→ Tu tarea: Según el texto dado, ¿cómo vencen prejuicios, de acuerdo con las ciencias sociales, las personas de distintos grupos identitarios? Enumera todas las maneras que menciona.

Las ciencias sociales, hace décadas, afirman que las personas que pertenecen a distintos grupos identitarios vencen prejuicios acercándose, conociéndose mutuamente y compartiendo ámbitos.
Mounk asegura categóricamente que la respuesta es que esto no ayuda. Las ciencias sociales, hace décadas, afirman que las personas que pertenecen a distintos grupos identitarios vencen prejuicios acercándose, conociéndose mutuamente y compartiendo ámbitos. Y, aún más, la experimentación muestra que construir marcos institucionales que promuevan objetivos comunes y la cooperación para lograrlos hace que la dinámica entre grupos distintos mejore y las relaciones sean más estrechas.
Cualquiera que quiere crear buenas relaciones intergrupales en la sociedad, afirma Mounk, tiene que tomarse en serio esto. Lamentablemente, el progresismo separatista, inspirado en la síntesis identitaria, lo pasa por alto. En lugar de incitar a que los grupos identitarios tengan ideales y proyectos comunes, esa ideología promueve que los alumnos se conciban a sí mismo como seres identitariamente irreconciliables, y los organiza de tal manera que compartan el menor tiempo posible entre ellos. Probadamente, eso no ayuda, en absoluto, a que los alumnos se piensen miembros de una comunidad amplia, sino que, por contrario, los atrinchera en sus particularidades y los hace propensos a la rivalidad, la desconfianza y la oposición.

→ Datos de origen:
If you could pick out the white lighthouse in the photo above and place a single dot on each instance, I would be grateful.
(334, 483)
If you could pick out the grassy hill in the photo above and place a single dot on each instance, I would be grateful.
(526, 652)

→ Respuesta escrita:
- Acercándose
- Conociéndose mutuamente
- Compartiendo ámbitos